Copy the material below, starting at the line containing "each dark background" and ending at the line containing "[0,0,700,483]". Keep the requests as they are and offset every bounding-box coordinate in the answers by -80.
* START *
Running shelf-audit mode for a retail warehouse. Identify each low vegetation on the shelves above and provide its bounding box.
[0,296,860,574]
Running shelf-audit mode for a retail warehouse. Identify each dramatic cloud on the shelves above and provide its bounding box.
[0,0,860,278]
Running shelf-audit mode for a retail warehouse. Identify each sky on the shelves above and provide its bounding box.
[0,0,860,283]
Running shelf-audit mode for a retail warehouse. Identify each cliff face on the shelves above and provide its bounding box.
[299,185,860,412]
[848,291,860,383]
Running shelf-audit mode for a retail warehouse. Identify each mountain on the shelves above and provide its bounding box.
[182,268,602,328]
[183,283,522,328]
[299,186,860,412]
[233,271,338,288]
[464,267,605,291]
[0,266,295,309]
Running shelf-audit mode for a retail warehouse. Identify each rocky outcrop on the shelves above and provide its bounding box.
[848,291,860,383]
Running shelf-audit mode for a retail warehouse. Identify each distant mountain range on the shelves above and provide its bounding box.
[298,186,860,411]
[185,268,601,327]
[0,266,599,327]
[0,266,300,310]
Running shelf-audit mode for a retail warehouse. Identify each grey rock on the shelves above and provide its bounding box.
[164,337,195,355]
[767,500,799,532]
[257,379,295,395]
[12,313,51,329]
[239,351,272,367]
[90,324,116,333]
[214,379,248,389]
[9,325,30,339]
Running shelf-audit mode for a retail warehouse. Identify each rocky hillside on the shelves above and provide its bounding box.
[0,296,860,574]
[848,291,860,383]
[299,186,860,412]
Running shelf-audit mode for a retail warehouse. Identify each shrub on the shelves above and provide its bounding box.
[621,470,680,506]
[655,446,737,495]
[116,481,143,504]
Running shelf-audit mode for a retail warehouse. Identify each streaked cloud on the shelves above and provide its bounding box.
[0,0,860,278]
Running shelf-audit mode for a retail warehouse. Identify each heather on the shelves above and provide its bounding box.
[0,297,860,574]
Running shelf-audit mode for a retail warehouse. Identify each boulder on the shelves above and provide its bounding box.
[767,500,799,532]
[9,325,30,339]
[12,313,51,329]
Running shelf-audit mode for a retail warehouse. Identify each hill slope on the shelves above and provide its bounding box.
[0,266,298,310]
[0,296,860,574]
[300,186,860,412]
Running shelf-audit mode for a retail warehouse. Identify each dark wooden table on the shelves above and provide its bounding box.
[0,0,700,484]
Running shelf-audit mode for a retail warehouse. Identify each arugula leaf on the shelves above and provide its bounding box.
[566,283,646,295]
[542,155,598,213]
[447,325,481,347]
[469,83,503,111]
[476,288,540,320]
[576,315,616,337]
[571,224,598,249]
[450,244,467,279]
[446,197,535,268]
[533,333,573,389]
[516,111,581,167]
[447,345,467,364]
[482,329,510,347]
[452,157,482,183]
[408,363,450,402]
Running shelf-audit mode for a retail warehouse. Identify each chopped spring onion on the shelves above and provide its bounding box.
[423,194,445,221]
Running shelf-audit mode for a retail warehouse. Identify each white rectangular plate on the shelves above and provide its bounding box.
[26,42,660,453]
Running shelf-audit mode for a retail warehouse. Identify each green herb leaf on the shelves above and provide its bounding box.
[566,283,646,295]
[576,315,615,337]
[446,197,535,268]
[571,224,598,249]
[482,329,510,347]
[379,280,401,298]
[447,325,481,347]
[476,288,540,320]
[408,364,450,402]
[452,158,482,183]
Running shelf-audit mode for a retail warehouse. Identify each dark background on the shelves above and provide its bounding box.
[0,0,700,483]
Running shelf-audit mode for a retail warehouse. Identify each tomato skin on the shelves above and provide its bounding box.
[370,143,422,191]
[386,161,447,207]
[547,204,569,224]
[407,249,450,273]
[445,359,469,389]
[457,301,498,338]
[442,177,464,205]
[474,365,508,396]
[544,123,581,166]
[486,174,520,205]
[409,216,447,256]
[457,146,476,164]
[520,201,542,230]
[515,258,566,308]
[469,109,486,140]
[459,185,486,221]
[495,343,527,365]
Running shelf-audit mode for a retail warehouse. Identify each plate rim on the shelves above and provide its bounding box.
* END *
▸ **Solution to this task**:
Running shelf-audit mode for a retail warehouse. Identify each dark background on the shelves above and provide its bounding box.
[-80,-80,620,403]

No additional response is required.